**Data supplied:**
%%
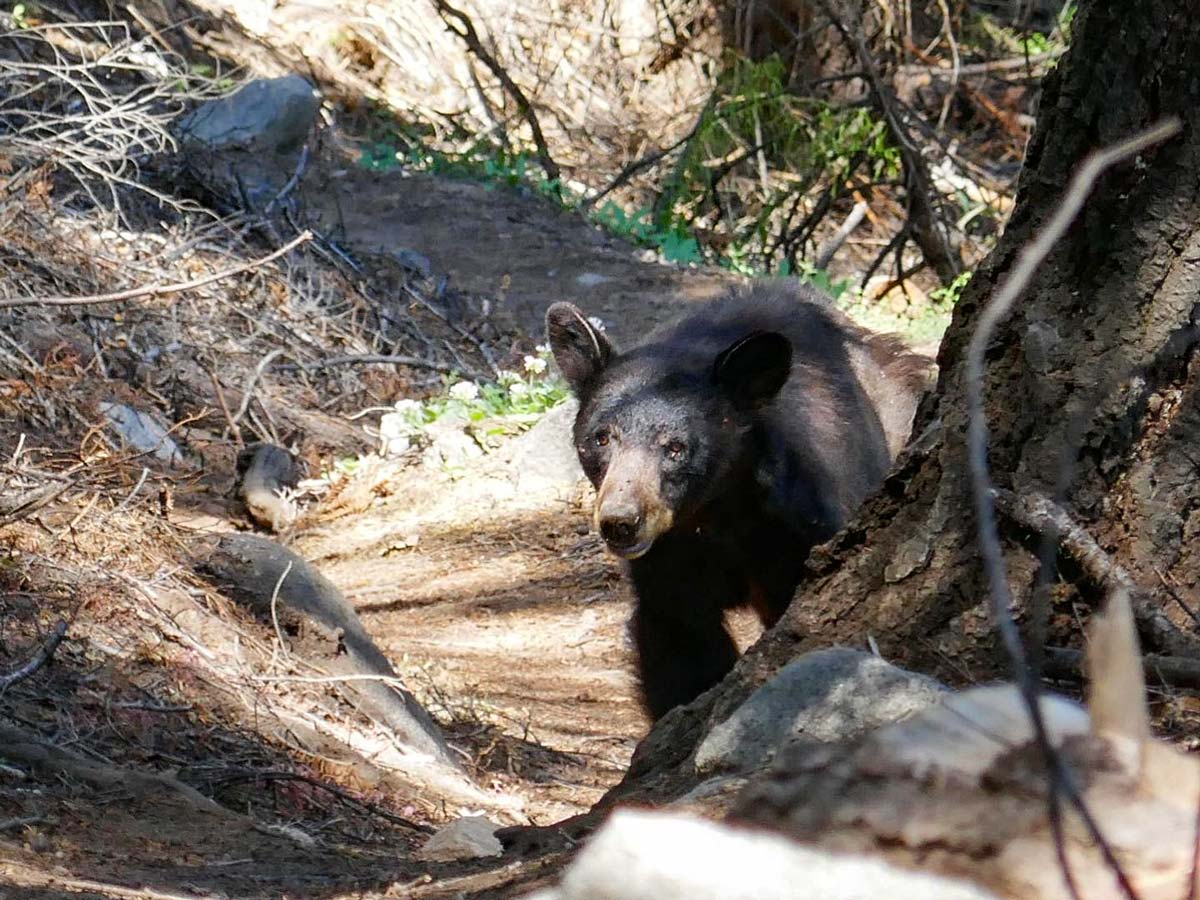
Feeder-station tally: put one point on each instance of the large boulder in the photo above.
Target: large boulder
%%
%%
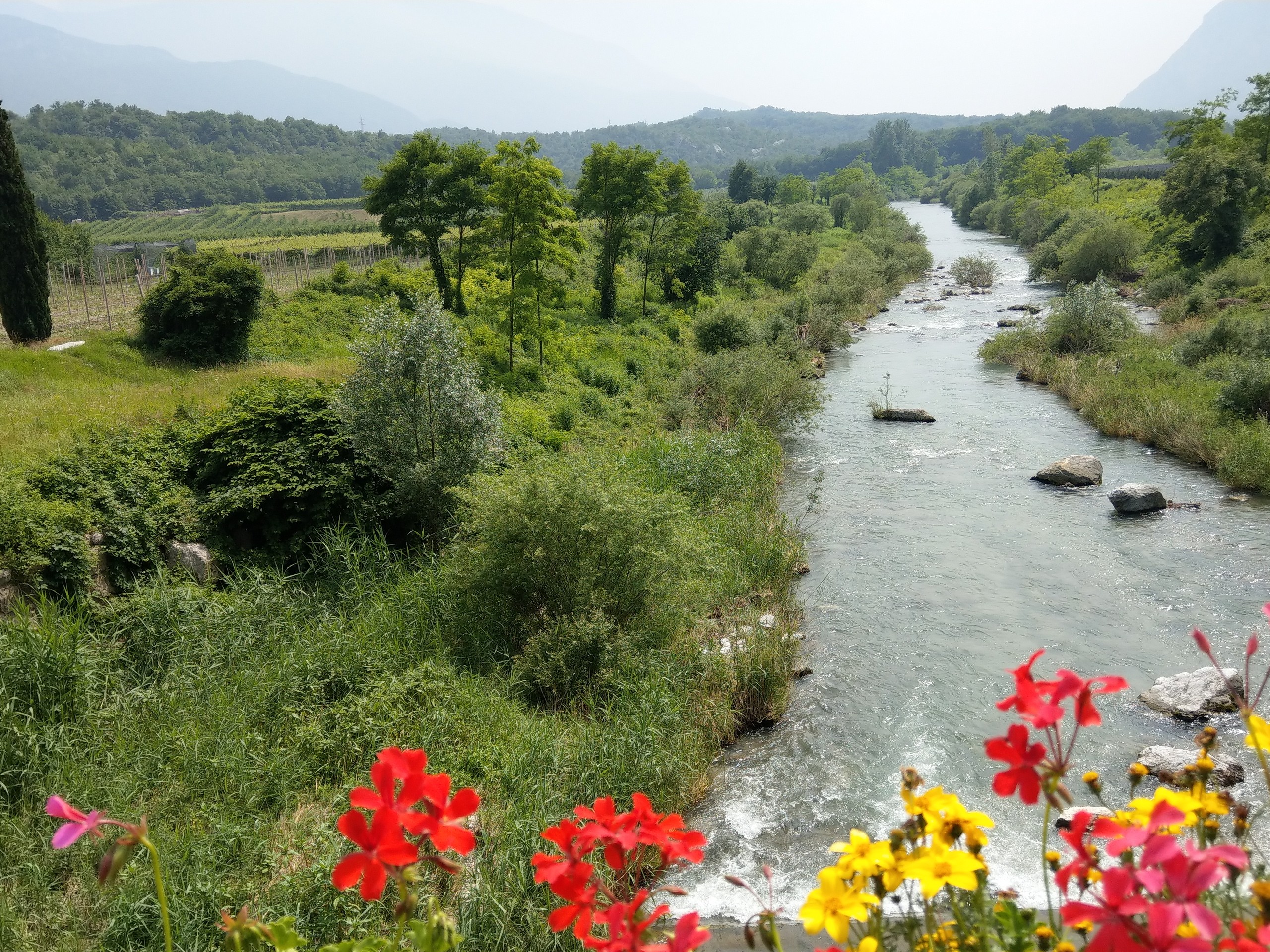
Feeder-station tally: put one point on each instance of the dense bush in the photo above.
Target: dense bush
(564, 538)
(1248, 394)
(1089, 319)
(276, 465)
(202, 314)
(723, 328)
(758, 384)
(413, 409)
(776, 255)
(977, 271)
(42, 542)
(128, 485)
%%
Where does the string "instance" occur in the listing above? Return every line that contains it.

Feeder-station tally: put one point on each instance of the large boulder in the photo above.
Feeder-station tally: put one point on each instance of the dense bush in the photo above.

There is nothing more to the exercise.